◆ Aim of the exercise
Retype every entry exactly, character for character.

========

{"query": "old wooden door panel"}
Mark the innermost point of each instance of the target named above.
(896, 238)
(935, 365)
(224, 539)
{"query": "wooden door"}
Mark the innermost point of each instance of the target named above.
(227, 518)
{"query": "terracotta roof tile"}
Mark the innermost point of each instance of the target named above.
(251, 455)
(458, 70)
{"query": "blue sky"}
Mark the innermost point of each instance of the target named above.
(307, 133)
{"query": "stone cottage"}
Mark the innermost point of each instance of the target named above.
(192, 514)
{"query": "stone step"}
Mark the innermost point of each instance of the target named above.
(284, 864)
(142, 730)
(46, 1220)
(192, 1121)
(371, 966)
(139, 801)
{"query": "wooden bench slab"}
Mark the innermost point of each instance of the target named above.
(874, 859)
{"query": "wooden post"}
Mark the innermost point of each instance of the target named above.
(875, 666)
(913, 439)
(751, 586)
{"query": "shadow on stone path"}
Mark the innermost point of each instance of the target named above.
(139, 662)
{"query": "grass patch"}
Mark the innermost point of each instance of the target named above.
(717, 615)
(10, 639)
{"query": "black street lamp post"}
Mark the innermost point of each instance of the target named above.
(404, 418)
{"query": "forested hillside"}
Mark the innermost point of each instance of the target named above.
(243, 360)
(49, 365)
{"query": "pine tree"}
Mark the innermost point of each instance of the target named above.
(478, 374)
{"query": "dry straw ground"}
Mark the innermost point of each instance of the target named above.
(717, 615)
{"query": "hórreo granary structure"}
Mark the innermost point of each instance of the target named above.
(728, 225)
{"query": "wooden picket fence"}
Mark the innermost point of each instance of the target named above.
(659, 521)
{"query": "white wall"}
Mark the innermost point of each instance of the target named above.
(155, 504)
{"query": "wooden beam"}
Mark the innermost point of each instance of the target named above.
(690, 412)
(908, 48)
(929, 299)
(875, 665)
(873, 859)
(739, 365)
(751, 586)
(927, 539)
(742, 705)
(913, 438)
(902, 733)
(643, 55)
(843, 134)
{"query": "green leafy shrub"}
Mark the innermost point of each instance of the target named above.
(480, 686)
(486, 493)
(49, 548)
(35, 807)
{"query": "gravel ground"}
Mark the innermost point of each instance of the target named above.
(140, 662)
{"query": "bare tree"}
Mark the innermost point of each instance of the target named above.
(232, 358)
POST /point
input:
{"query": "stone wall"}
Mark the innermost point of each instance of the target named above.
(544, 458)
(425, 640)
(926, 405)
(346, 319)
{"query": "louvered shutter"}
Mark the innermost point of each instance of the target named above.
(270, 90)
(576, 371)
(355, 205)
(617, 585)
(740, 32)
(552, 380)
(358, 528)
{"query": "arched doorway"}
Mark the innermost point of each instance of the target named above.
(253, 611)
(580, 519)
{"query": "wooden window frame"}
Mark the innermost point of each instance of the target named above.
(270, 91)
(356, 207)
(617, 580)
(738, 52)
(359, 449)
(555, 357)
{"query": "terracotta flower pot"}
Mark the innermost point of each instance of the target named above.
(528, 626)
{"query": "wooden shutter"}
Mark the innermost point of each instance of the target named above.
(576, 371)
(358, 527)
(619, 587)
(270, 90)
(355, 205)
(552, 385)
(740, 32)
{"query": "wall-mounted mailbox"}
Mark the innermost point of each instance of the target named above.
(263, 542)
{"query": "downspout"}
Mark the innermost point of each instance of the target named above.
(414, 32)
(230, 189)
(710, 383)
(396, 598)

========

◆ Output below
{"query": "old wooden door panel"}
Mark the innermost point of each instance of the target named above.
(896, 238)
(935, 365)
(224, 539)
{"query": "wooden door"}
Mark the innermost point of each instance of the target named above.
(227, 518)
{"query": "terracotta roof tile"}
Mark the innermost point of each instance of the target named above.
(251, 455)
(458, 70)
{"query": "blue sky"}
Mark the innermost point of each instance of the target named above.
(307, 133)
{"query": "stone cottage"}
Mark the innermost point of each instance of the target named above.
(192, 514)
{"query": "stone step"}
Mark the innermost point of each instance of the target named above.
(284, 864)
(142, 730)
(46, 1220)
(192, 1121)
(371, 966)
(139, 801)
{"query": "wooden bench slab"}
Mark the innermost point of each instance of the target named above.
(874, 859)
{"query": "wooden post"}
Mark the innermost point of each instance of the target named above.
(875, 666)
(913, 439)
(751, 586)
{"query": "shadow on stone path"}
Mark the innermost point of each instance of the target named above.
(139, 662)
{"query": "grass patch"}
Mark the innermost point of each instance of the target named above.
(717, 615)
(10, 639)
{"query": "black street lamp post"}
Mark the innermost point of each instance of the target named above.
(404, 418)
{"query": "forested hillside"}
Mark the innermost point of each instance of the target named above.
(243, 360)
(49, 365)
{"query": "pine tree"}
Mark the innermost point of each instance of the target named above.
(478, 374)
{"query": "dry straw ground"}
Mark the innermost point of each instance of the target named above.
(717, 615)
{"query": "hórreo granary structure"}
Mark the innermost point of each instance of the target named above.
(728, 225)
{"query": "wooden picket fence"}
Mark the innermost point of each instance of the target named above.
(659, 521)
{"query": "white wall"}
Mark the innermost point of each instance of the target named above.
(155, 504)
{"query": "wooden beam"}
Mark the innermost point of each instance of the target named above.
(690, 412)
(908, 48)
(929, 299)
(875, 665)
(873, 859)
(739, 365)
(751, 586)
(927, 539)
(742, 705)
(913, 438)
(902, 733)
(643, 55)
(843, 134)
{"query": "green leafy shrub"}
Mark the innermost point of each instance of the target named above.
(480, 686)
(486, 493)
(49, 548)
(35, 807)
{"query": "gravel ground"}
Mark the innermost point of each instance of the target named above.
(140, 662)
{"query": "bare tree"}
Mark the innermost point of each instance of the target named above.
(232, 358)
POST /point
input:
{"query": "stone wall"}
Mark the innermost point of each instance of the target named above.
(544, 458)
(425, 640)
(926, 405)
(346, 319)
{"query": "louvered shutter"}
Mark the innermost point of each instance of the target named above.
(270, 90)
(576, 371)
(355, 205)
(617, 585)
(740, 32)
(552, 380)
(358, 528)
{"query": "arched doorway"}
Mark the innermost point of each instance of the target named above.
(253, 611)
(580, 519)
{"query": "wooden window frame"}
Mark the innermost point of each instance of the target named above.
(270, 91)
(356, 207)
(617, 580)
(738, 52)
(359, 449)
(555, 357)
{"query": "terracotta flower pot"}
Mark the innermost point of each instance of the target named above.
(528, 626)
{"query": "wooden shutter"}
Mark the innermost point of each instance of the target named above.
(576, 371)
(358, 527)
(619, 587)
(270, 90)
(355, 205)
(552, 385)
(740, 32)
{"query": "wall-mounted mailbox"}
Mark the innermost point of each instance of the target named above.
(263, 542)
{"query": "downspout"}
Mark the innermost point of each instance of the target named above.
(414, 32)
(230, 189)
(710, 383)
(396, 598)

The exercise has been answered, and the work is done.